Estratto del documento —
***

Segui la scena musicale dei giorni nostri? Hai band contemporanee che ti hanno conquistato come quelle dei magici anni ’80 o anche tu come molti della nostra generazione fai fatica ad assimilarle? Si, certamente, gruppi come i nordici Amorphis e Opeth o come i polacchi Riverside sono tra i miei preferiti, ma non dobbiamo sottovalutare le nostre bands italiane, che non hanno niente da invidiare al panorama rock europeo. Al contrario di quanto viene comunemente definita la parola rock nel nostro paese, la vera essenza di questo genere la si può trovare in gruppi come Small Jackets, Witchwood o Lu Silver String Band e tanti altri, che ci dimostrano quanto valore è tuttora presente anche qui, nonostante le evidenti difficoltà. Dobbiamo in ogni modo supportare la loro musica, far conoscere ai ragazzi le nostre risorse e fargli capire che non esiste solo quello che viene passato dai media nazionali che identificano il rock solo in artisti come Ligabue o Emma Marrone.

***

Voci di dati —
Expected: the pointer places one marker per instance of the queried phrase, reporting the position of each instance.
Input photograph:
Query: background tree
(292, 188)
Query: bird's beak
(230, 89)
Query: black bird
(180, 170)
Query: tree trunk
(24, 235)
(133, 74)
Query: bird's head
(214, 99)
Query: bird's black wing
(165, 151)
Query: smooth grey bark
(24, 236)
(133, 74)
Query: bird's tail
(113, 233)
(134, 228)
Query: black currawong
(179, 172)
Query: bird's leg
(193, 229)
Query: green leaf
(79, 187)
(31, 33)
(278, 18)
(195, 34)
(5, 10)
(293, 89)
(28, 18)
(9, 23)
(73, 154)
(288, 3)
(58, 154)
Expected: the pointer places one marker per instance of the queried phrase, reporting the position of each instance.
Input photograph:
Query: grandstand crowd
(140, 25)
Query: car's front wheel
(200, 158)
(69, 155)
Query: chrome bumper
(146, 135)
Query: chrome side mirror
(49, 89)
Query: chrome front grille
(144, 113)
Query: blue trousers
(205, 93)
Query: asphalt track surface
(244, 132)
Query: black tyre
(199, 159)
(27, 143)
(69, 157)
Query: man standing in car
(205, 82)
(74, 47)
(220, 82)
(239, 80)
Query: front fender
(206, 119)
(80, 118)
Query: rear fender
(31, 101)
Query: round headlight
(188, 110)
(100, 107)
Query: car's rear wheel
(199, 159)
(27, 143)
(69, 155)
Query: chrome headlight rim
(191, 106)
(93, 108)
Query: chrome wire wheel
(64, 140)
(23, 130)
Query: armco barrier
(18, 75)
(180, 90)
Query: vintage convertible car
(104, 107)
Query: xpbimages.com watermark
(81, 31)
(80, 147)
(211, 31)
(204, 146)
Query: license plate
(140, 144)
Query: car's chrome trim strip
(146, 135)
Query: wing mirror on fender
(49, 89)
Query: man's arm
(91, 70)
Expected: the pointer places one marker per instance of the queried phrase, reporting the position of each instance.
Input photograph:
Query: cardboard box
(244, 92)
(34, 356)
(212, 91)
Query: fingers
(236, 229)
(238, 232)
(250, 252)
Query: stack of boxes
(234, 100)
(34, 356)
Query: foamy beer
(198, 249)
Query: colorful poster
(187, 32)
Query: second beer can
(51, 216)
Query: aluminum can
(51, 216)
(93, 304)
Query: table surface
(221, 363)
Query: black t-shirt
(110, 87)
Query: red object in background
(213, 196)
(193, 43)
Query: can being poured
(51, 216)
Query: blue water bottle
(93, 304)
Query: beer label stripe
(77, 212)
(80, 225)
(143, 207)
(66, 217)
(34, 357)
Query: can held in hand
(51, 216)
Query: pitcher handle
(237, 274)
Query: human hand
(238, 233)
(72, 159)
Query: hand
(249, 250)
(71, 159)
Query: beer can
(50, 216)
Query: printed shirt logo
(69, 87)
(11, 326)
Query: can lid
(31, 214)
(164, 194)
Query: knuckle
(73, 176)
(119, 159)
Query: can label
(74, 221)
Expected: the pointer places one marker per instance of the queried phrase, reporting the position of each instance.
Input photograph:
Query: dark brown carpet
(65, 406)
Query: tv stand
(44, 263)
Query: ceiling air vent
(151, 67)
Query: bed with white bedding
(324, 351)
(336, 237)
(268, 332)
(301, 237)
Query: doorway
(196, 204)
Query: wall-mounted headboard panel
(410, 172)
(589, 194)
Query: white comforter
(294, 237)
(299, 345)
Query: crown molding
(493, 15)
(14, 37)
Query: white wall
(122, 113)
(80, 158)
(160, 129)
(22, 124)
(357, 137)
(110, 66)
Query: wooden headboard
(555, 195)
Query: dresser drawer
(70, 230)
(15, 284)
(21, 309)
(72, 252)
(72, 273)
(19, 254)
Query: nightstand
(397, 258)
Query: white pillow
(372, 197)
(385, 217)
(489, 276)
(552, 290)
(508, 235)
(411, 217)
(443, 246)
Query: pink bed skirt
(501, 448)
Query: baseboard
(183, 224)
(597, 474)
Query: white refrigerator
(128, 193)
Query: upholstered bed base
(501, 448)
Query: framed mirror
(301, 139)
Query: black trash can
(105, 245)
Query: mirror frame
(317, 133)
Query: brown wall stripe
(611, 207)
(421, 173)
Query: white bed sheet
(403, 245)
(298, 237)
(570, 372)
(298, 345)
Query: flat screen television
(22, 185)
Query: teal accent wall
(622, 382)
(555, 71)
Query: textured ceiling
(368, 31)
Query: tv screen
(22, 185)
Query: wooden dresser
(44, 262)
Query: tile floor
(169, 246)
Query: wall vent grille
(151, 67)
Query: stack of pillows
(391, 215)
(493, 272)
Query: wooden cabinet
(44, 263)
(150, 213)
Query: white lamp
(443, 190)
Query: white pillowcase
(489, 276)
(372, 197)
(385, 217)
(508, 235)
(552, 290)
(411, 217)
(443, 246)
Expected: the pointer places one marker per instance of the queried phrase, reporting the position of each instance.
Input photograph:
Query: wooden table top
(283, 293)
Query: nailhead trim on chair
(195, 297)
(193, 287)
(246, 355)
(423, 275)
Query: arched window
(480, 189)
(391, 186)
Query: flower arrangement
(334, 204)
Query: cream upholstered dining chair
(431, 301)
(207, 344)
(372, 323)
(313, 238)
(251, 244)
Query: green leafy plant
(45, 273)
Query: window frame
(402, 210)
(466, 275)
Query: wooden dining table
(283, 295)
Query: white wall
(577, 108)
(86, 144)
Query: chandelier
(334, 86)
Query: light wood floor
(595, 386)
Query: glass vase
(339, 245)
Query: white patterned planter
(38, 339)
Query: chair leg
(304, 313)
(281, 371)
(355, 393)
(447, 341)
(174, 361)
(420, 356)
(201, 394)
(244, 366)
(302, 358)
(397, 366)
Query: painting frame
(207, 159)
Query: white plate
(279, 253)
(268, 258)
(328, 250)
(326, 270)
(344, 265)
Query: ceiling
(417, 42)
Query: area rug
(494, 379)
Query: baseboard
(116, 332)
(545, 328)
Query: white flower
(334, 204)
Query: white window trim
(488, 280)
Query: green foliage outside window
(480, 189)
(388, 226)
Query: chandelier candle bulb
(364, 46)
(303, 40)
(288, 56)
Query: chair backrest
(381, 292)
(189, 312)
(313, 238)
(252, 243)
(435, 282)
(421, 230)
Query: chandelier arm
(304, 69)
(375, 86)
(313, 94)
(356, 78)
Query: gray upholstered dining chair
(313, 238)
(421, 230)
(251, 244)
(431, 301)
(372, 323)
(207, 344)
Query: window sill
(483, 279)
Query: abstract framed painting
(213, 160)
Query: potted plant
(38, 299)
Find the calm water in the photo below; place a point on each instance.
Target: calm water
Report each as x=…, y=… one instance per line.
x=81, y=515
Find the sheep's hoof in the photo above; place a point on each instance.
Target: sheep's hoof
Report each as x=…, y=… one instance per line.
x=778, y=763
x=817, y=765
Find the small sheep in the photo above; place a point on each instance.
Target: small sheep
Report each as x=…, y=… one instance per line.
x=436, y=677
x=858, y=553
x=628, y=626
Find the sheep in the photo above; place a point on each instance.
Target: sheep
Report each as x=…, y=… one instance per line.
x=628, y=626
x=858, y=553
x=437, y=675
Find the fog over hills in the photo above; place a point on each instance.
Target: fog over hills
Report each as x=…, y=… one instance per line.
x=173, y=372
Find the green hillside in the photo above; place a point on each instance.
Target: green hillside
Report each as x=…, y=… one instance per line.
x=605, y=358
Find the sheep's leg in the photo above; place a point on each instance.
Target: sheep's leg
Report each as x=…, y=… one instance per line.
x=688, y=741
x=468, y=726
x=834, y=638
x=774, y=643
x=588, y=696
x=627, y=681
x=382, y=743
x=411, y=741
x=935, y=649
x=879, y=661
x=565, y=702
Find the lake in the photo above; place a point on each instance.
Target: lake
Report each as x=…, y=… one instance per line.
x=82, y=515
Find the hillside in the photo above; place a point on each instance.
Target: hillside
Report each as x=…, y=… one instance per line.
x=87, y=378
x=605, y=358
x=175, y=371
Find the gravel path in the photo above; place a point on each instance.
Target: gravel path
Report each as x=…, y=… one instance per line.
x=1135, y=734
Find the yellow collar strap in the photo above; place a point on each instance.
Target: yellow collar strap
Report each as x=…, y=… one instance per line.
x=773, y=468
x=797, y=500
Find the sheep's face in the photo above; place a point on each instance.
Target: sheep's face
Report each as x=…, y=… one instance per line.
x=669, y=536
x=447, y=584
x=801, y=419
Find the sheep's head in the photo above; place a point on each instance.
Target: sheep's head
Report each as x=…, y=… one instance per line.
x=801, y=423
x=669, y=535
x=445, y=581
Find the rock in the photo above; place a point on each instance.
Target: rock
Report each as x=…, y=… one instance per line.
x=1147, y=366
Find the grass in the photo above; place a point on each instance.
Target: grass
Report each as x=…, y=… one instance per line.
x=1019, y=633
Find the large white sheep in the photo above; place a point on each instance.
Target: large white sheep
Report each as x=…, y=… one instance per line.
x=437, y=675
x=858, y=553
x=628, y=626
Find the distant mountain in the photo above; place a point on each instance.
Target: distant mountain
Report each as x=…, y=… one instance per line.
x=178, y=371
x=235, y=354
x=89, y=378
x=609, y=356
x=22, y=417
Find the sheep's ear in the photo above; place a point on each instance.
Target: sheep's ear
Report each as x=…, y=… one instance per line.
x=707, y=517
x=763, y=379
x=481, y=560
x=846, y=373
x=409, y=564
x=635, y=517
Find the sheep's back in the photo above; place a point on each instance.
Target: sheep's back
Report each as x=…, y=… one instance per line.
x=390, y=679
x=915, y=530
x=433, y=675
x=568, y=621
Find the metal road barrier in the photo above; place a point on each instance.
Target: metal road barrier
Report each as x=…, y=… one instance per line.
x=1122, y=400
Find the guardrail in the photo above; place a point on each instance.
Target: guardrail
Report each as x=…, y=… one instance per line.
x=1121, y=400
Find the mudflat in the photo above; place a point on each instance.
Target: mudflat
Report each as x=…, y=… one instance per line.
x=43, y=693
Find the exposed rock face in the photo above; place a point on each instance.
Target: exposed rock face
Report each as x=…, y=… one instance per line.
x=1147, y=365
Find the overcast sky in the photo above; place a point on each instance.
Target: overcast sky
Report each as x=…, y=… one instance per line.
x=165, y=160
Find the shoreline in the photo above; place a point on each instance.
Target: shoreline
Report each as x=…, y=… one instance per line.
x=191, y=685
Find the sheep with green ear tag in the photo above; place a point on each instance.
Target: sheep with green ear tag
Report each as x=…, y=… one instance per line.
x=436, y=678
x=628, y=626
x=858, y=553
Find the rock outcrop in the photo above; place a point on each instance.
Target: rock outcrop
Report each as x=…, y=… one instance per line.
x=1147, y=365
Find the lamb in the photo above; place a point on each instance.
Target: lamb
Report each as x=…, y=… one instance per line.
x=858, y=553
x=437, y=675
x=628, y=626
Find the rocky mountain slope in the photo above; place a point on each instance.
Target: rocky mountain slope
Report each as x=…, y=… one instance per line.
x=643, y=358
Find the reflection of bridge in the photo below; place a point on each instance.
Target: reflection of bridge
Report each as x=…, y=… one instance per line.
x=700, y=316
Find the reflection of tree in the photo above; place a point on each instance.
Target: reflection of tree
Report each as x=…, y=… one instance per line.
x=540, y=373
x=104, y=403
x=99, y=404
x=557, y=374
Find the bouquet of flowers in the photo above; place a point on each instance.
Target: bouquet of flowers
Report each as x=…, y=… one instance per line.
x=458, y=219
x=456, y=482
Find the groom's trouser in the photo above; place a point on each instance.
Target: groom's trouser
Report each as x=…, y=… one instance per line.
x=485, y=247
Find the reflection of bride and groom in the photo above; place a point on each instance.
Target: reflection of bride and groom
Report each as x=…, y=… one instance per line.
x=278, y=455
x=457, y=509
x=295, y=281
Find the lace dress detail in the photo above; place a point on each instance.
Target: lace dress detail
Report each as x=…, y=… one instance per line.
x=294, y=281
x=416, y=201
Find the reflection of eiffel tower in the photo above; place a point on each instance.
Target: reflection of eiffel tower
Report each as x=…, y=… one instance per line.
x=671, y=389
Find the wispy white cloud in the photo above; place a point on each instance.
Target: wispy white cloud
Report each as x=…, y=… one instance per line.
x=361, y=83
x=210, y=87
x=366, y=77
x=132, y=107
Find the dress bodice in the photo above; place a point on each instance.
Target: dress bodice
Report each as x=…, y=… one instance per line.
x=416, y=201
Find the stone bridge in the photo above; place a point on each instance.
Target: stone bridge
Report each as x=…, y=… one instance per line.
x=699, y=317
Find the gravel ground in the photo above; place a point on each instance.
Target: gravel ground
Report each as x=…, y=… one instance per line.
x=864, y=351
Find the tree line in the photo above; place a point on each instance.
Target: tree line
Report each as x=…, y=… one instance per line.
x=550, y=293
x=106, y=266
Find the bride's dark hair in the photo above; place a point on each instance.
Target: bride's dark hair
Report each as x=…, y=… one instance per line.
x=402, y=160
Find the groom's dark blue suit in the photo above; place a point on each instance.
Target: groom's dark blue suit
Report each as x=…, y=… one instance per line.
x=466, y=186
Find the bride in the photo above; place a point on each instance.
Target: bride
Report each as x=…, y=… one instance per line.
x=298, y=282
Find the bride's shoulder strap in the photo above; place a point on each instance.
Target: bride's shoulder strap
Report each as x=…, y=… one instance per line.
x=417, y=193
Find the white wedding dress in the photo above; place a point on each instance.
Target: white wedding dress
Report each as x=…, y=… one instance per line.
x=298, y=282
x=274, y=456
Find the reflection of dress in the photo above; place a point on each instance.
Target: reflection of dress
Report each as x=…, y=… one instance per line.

***

Indica se ciascuna affermazione concorda con il testo sul rock italiano: (a) tra i gruppi preferiti di chi risponde ci sono i polacchi Riverside; (b) Amorphis e Opeth vengono presentati come band italiane; (c) i media nazionali identificano il rock solo in artisti come Ligabue o Emma Marrone. Per ogni affermazione rispondi sì o no e cita fedelmente le parole del testo che lo stabiliscono.

(a) Sì: "gruppi come i nordici Amorphis e Opeth o come i polacchi Riverside sono tra i miei preferiti"
(b) No: "i nordici Amorphis e Opeth"
(c) Sì: "non esiste solo quello che viene passato dai media nazionali che identificano il rock solo in artisti come Ligabue o Emma Marrone"